» GOAL:
Express the lines of the records below as a Markdown table with the columns No. and Line, starting at the line that contains "[bbox-request] overcast sky" and ending at the last line of the records. Number each row, include only those lines, and leave out blank lines.

Coordinate annotation entries:
— BEGIN —
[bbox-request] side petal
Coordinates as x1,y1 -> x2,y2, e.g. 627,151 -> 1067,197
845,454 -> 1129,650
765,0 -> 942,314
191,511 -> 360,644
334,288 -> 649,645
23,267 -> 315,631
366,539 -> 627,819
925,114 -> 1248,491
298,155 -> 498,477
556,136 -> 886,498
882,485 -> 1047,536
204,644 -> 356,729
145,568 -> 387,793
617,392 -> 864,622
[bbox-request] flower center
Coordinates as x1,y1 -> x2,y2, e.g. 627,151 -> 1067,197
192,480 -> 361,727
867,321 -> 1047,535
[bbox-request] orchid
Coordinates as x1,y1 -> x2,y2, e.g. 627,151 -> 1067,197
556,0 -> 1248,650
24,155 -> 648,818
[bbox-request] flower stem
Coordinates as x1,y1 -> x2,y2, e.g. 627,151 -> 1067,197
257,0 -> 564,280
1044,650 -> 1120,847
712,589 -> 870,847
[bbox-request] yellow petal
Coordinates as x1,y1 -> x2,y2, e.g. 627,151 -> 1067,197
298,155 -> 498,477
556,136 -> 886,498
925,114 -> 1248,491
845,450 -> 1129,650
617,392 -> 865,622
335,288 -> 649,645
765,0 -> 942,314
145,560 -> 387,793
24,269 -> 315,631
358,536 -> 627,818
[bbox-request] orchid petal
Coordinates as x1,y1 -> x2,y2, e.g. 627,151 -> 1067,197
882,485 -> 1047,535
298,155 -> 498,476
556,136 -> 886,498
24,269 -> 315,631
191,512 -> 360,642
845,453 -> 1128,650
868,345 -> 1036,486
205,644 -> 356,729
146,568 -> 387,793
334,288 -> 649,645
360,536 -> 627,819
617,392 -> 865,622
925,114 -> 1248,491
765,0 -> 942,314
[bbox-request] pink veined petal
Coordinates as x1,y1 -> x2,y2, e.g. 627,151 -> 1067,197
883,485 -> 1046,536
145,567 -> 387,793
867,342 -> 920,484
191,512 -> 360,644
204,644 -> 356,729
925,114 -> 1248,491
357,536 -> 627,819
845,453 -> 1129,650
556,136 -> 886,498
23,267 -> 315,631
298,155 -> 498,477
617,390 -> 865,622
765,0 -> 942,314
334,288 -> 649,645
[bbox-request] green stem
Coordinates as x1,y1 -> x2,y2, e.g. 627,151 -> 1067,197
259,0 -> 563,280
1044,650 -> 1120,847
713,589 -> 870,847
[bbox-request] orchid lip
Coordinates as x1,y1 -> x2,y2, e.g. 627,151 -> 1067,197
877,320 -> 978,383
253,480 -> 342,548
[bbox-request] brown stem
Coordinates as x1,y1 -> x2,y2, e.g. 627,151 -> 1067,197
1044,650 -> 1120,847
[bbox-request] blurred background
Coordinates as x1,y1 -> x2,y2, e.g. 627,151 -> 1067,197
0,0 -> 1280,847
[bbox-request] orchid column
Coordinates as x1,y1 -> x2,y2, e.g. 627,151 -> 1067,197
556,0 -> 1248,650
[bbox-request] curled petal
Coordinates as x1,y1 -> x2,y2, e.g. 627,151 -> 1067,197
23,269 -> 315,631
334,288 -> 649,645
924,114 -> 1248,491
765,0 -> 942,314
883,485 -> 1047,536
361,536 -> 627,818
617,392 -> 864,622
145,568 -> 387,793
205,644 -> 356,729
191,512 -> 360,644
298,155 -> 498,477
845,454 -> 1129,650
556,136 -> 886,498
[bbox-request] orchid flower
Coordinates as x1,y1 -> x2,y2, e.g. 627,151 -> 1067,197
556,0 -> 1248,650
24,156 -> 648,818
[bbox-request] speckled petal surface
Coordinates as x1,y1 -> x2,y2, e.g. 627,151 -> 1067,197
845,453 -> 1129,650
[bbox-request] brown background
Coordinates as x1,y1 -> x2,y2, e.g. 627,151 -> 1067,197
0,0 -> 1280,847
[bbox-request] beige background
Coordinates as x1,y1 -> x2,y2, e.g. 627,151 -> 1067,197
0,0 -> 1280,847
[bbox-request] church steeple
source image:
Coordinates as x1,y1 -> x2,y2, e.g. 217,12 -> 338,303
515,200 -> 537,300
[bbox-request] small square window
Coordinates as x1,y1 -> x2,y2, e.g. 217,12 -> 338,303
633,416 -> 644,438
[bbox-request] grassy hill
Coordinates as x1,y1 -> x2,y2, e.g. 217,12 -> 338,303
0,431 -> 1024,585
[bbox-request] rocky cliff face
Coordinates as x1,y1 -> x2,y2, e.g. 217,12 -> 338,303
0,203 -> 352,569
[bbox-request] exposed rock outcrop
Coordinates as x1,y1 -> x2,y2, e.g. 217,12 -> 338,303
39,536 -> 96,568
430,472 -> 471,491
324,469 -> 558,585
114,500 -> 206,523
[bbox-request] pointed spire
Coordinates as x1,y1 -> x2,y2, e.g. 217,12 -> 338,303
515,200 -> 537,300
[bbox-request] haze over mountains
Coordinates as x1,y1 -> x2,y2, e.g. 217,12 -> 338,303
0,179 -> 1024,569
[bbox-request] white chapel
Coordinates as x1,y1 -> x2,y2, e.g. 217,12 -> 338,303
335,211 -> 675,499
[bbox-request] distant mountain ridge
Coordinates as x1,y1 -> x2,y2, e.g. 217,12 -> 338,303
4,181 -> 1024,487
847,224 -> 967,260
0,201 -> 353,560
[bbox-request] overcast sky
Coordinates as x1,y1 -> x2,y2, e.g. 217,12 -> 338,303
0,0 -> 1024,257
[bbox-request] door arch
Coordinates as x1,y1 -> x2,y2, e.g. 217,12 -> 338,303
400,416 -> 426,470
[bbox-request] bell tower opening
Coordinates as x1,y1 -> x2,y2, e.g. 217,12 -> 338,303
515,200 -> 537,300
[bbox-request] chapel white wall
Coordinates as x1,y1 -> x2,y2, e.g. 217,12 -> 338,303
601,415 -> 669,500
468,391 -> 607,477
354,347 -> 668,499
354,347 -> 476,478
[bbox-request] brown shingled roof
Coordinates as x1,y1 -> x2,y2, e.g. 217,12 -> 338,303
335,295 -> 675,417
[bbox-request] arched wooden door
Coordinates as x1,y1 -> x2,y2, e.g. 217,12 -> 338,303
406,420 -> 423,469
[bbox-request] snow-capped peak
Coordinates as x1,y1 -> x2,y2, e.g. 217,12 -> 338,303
— END —
» TASK OUTPUT:
| No. | Line |
|---|---|
| 1 | [bbox-request] overcast sky |
| 2 | Coordinates as x1,y1 -> x2,y2, e.g. 217,12 -> 338,303 |
| 3 | 0,0 -> 1024,257 |
| 4 | [bbox-request] door arch |
| 5 | Coordinates as x1,y1 -> x2,y2, e.g. 217,12 -> 338,303 |
| 6 | 400,416 -> 426,470 |
| 7 | [bbox-request] bell tower opening |
| 8 | Coordinates as x1,y1 -> x2,y2, e.g. 217,12 -> 338,303 |
| 9 | 515,200 -> 537,300 |
| 10 | [bbox-request] chapel white wall |
| 11 | Coordinates as x1,y1 -> x2,y2, e.g. 217,12 -> 338,303 |
| 12 | 601,415 -> 669,500 |
| 13 | 468,391 -> 607,477 |
| 14 | 354,347 -> 668,499 |
| 15 | 354,347 -> 476,478 |
| 16 | [bbox-request] brown shingled roof |
| 17 | Coordinates as x1,y1 -> x2,y2, e.g. 217,12 -> 338,303 |
| 18 | 335,295 -> 675,417 |
| 19 | [bbox-request] arched wooden door |
| 20 | Coordinates as x1,y1 -> x2,y2, e.g. 217,12 -> 338,303 |
| 21 | 406,420 -> 423,469 |
| 22 | [bbox-request] snow-capped peak |
| 23 | Coordinates as x1,y1 -> x2,y2, e.g. 217,12 -> 338,303 |